Object pointing dataset rows:
<<<<
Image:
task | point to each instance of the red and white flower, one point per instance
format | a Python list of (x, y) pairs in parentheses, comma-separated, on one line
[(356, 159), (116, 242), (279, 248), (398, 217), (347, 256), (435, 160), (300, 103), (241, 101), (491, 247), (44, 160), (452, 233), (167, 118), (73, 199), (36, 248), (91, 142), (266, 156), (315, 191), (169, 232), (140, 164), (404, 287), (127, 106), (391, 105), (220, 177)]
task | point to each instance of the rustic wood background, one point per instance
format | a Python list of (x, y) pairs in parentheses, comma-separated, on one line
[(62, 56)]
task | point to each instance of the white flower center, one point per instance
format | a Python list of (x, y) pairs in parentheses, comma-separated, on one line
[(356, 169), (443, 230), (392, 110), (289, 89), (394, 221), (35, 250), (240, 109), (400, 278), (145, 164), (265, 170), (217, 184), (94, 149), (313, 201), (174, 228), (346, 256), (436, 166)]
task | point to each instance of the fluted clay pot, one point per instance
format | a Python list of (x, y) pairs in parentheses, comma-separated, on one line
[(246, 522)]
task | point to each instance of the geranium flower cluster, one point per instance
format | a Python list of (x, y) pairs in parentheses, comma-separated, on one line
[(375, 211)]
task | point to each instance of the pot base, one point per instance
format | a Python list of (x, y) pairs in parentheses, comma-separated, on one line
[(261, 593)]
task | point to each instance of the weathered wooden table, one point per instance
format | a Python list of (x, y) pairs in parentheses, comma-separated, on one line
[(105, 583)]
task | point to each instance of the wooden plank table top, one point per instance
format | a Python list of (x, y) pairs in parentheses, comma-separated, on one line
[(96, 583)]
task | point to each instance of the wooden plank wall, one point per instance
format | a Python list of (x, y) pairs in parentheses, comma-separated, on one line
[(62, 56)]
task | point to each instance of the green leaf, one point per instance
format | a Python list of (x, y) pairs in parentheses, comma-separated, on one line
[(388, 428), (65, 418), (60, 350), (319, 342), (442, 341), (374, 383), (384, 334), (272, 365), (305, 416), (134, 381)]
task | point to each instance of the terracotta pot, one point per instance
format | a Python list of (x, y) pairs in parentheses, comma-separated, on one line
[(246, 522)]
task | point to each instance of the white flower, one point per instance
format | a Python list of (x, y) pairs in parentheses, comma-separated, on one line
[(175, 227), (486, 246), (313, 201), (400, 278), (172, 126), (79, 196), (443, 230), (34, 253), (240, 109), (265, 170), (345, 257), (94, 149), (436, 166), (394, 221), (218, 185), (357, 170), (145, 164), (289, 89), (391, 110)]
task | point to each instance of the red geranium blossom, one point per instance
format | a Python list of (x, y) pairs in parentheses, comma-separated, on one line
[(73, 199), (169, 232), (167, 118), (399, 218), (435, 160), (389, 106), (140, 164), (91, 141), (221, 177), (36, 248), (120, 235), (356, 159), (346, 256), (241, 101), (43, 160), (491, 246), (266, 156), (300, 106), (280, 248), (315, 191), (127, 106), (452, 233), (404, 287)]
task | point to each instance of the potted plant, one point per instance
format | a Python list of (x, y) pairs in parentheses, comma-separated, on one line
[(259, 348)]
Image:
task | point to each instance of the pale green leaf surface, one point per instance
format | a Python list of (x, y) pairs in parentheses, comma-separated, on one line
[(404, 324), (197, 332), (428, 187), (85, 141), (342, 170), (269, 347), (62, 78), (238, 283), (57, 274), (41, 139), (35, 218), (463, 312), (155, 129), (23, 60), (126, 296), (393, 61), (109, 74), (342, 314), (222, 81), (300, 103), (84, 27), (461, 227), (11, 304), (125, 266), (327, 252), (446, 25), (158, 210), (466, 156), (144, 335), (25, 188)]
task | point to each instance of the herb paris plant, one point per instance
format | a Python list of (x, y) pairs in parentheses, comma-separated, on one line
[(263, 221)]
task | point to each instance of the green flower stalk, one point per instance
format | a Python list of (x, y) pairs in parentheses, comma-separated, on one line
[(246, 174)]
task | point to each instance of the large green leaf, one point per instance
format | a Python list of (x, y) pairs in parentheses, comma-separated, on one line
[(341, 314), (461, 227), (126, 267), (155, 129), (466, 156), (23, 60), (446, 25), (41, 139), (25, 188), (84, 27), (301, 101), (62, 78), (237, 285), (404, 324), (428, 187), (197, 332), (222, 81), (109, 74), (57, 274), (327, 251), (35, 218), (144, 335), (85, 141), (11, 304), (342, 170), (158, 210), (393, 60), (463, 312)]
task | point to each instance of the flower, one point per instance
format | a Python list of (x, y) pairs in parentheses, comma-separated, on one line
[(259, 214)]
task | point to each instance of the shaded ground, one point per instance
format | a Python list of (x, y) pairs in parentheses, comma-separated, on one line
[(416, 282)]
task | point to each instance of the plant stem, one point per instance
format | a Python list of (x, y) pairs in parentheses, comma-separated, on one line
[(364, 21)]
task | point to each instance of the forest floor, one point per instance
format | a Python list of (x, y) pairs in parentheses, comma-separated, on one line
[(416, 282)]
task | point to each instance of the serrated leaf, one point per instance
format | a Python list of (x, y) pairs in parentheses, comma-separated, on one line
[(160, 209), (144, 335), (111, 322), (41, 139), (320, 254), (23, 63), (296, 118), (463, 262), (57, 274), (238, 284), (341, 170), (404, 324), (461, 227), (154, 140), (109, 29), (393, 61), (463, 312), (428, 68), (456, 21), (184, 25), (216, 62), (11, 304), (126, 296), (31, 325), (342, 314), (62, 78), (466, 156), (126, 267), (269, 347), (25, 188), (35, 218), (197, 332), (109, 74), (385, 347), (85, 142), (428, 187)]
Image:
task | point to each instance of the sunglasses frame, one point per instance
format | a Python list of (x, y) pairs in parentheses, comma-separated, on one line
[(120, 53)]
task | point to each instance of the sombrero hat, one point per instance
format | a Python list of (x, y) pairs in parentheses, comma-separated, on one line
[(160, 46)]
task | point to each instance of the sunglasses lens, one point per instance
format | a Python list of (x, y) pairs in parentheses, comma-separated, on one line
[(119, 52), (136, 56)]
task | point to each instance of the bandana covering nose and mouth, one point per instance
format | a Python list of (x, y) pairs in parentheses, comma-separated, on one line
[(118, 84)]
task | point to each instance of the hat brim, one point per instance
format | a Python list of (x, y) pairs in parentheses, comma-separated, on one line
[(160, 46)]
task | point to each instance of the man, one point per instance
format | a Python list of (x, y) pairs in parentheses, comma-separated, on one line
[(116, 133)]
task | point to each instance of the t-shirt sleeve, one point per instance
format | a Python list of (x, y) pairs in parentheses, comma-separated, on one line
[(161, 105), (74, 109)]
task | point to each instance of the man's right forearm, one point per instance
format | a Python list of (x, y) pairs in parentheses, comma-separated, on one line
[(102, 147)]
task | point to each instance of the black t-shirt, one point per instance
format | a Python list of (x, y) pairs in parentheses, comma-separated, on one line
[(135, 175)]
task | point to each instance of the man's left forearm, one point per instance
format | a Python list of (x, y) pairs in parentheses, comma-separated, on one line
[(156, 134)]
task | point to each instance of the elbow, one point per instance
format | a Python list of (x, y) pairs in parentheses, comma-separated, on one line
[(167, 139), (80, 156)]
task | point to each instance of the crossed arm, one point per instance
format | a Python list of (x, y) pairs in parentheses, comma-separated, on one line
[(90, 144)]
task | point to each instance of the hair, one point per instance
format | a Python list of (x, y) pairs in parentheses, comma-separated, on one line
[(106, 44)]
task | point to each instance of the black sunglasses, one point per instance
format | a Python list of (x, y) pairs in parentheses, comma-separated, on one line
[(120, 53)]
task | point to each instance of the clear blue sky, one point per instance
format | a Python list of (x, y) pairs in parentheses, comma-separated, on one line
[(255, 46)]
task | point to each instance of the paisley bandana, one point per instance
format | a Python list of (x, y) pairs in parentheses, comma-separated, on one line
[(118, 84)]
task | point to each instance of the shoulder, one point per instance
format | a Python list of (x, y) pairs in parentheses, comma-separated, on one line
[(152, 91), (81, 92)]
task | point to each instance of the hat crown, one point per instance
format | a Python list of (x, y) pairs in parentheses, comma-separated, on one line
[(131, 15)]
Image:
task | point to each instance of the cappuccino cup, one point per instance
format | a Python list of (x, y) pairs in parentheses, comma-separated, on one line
>>>>
### Task statement
Rewrite the listing from its start through the line containing "[(96, 583)]" in full, with every line included. Offset each x and y coordinate in the bracketed point lists by -115.

### Expected answer
Image:
task | point to each instance of the red and white flower, one point per instance
format | a Python list of (x, y) pairs in parentheses, comma-separated, on one line
[(241, 44), (1, 127), (164, 133), (283, 102), (232, 141), (320, 45), (185, -12), (126, -14), (376, 132), (-71, 45), (337, 118), (52, 3), (-42, 84), (-79, 133), (-24, 27), (151, 41), (200, 76), (54, 117), (25, 49), (289, 172), (12, -9), (276, -10), (105, 62)]
task | point to each instance of the rustic wood background, one point per instance
format | a Python list of (x, y) pairs in parentheses, comma-separated, on one line
[(-53, -59)]
task | point to each instance of the white flower center, one point per instance
format | a Python list of (x, y) pairs in parentheses, comma-separated, on one line
[(241, 54), (328, 115), (277, -5), (174, -26), (279, 106), (-80, 135), (125, -6), (285, 163), (30, 49), (150, 55), (102, 69), (-21, 34), (198, 86), (59, 113), (231, 141), (321, 51)]
task | point to each instance of the fluted clay pot, one point per instance
format | a Python list of (x, y) pairs in parentheses, comma-separated, on one line
[(131, 407)]
task | point to each instance of the geranium flower cluster, one point per instance
format | a Python list of (x, y) pairs in parentheses, comma-separated, on one line
[(260, 96)]
task | point to each instance of the pot base, one point per instance
format | a Python list of (x, y) pairs in parentheses, comma-separated, on one line
[(146, 478)]
task | point to each instance of the weathered wooden table, one point per instance
format | a Python list of (x, y) pairs in parentheses, comma-separated, on one line
[(-10, 468)]
task | point to each instance of the wooden plank table top, one point per instance
format | a Python list of (x, y) pairs in parentheses, comma-separated, on one line
[(-19, 468)]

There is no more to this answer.